━━━━━ DATA FOR THIS TASK ━━━━━
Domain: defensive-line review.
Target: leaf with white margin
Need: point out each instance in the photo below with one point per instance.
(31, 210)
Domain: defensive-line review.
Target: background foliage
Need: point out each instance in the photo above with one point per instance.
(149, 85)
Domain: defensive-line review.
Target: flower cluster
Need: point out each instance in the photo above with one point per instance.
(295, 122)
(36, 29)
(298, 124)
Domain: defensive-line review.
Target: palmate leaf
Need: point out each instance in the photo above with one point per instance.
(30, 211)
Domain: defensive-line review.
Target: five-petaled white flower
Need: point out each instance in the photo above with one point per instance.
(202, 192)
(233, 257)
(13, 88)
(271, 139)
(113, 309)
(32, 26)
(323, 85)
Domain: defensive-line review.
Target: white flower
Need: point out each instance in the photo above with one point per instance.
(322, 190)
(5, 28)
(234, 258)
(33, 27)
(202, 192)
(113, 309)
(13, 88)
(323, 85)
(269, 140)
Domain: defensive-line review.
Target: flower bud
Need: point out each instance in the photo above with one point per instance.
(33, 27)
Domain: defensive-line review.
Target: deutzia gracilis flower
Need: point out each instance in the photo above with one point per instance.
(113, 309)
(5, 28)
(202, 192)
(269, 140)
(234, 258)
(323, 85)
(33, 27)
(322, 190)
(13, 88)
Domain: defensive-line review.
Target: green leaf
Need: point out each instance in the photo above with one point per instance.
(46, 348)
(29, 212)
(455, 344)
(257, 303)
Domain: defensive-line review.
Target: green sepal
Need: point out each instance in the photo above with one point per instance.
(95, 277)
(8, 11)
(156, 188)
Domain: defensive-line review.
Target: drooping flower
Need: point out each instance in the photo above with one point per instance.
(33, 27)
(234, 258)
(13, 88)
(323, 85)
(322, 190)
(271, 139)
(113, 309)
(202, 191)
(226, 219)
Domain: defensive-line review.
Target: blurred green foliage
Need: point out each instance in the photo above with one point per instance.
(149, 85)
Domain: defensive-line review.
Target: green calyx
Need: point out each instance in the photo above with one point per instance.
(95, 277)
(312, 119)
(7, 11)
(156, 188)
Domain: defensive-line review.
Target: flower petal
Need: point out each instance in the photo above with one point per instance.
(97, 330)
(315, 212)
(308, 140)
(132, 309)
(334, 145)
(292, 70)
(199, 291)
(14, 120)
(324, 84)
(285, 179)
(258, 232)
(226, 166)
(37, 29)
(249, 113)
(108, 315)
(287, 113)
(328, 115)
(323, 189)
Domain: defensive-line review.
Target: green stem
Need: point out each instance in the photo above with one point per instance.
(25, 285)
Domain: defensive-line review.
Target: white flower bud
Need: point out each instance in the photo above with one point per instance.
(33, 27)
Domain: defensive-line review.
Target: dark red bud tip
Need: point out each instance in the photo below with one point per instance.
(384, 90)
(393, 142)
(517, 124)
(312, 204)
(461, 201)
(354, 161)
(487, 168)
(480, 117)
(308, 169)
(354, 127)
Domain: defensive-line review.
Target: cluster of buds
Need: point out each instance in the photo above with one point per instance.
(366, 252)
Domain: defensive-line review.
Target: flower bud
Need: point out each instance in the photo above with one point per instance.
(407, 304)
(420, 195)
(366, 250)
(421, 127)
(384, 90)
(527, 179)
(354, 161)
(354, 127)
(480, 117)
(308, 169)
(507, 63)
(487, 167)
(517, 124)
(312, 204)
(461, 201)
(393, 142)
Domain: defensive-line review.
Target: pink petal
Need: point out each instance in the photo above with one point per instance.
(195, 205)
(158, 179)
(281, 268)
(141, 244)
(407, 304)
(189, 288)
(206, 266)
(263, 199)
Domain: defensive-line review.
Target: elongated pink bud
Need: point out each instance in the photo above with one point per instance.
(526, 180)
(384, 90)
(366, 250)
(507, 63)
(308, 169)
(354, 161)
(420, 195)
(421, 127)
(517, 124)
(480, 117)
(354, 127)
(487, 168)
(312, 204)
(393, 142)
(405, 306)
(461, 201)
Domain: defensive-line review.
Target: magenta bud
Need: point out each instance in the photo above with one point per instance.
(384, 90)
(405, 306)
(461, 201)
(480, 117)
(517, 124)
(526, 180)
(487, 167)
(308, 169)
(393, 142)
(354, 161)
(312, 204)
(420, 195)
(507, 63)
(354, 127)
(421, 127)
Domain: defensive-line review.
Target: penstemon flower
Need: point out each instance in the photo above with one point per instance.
━━━━━
Type out the entries exactly as they appear above.

Domain: defensive-line review.
Target: leaf with white margin
Need: point out each instance in the photo below with one point per instance.
(31, 210)
Domain: defensive-line review.
Target: background foliage
Need: point out each instance in the photo above with one point per instance.
(149, 85)
Domain: defensive-line review.
Target: flower cluster
Need: point out each instance in the photo above with one point per instance.
(295, 122)
(36, 29)
(298, 124)
Domain: defensive-line review.
Target: palmate leaf
Need: point out each instance in the photo above with one point per instance.
(30, 211)
Domain: defensive-line review.
Target: five-petaled white flower
Need: point out each instance in the photo above with one point per instance.
(202, 192)
(233, 257)
(13, 88)
(271, 139)
(113, 309)
(32, 26)
(323, 85)
Domain: defensive-line review.
Target: white flower
Need: point out each instance in the photo above with one point per instance.
(322, 190)
(5, 28)
(234, 258)
(33, 27)
(202, 192)
(113, 309)
(13, 88)
(323, 85)
(269, 140)
Domain: defensive-line review.
Target: flower bud
Need: point out each instance in the photo above with one point per instance.
(33, 27)
Domain: defensive-line review.
Target: deutzia gracilis flower
Need: point out each instance in the photo above with one point per instance.
(113, 309)
(5, 28)
(202, 192)
(269, 140)
(234, 258)
(323, 85)
(33, 27)
(322, 190)
(13, 88)
Domain: defensive-line review.
Target: green leaf
Need: point out each instance in the photo above with one point per instance.
(46, 348)
(29, 212)
(455, 344)
(257, 303)
Domain: defensive-line review.
Target: green sepal
Need: point out each instance in the photo above with one point per instance.
(95, 277)
(8, 11)
(156, 188)
Domain: defensive-line review.
Target: drooping flower
Need: point out each instance in the photo above with one point per instance.
(33, 27)
(234, 258)
(13, 88)
(323, 85)
(322, 190)
(271, 139)
(113, 309)
(202, 191)
(226, 219)
Domain: defensive-line review.
Target: blurred green foliage
Need: point out each instance in the photo above with one point per instance.
(149, 85)
Domain: defensive-line review.
Target: green calyx
Need: point out each instance in the photo above with one point per instance.
(95, 277)
(312, 119)
(7, 11)
(156, 188)
Domain: defensive-line review.
Target: flower petal
Need: point out each instance in the photo above with one point per instance.
(97, 330)
(315, 212)
(308, 140)
(132, 309)
(334, 145)
(292, 70)
(199, 291)
(14, 120)
(324, 84)
(285, 179)
(258, 232)
(226, 166)
(37, 29)
(249, 113)
(108, 315)
(287, 113)
(328, 115)
(323, 189)
Domain: defensive-line review.
Target: green stem
Need: point out each instance in the photo above with one point per instance.
(25, 285)
Domain: defensive-line review.
Target: white flower bud
Need: point out each instance in the photo above with one point per instance.
(33, 27)
Domain: defensive-line review.
Target: dark red bud tip
Need: point out each instance in the photo below with one point per instance.
(384, 90)
(393, 142)
(517, 124)
(312, 204)
(461, 201)
(354, 161)
(487, 168)
(480, 117)
(308, 169)
(354, 127)
Domain: defensive-line review.
Target: cluster of buds
Need: point out each instance in the photo above with one point per instance.
(366, 252)
Domain: defensive-line review.
Target: flower bud
Need: point out each instance in the photo above with one point per instance.
(407, 304)
(420, 195)
(366, 250)
(421, 127)
(384, 90)
(527, 179)
(354, 161)
(354, 127)
(480, 117)
(308, 169)
(507, 63)
(487, 167)
(517, 124)
(312, 204)
(461, 201)
(393, 142)
Domain: defensive-line review.
Target: pink petal
Need: point out each instance in the photo above with one point per instance.
(195, 205)
(158, 179)
(281, 268)
(141, 244)
(407, 304)
(189, 288)
(206, 266)
(263, 199)
Domain: defensive-line review.
Target: elongated pink bud
Need: point out each instance in the photo above with one point per instance.
(526, 180)
(384, 90)
(366, 250)
(507, 63)
(308, 169)
(354, 161)
(420, 195)
(421, 127)
(517, 124)
(480, 117)
(354, 127)
(487, 168)
(312, 204)
(393, 142)
(405, 306)
(461, 201)
Domain: defensive-line review.
Target: magenta bud
Need: point out each instance in the photo above with one point per instance.
(384, 90)
(405, 306)
(461, 201)
(480, 117)
(517, 124)
(526, 180)
(487, 167)
(308, 169)
(393, 142)
(354, 161)
(312, 204)
(420, 195)
(507, 63)
(354, 127)
(421, 127)
Domain: defensive-line review.
Target: penstemon flower
Need: point out each instance in the photo above with one point per instance.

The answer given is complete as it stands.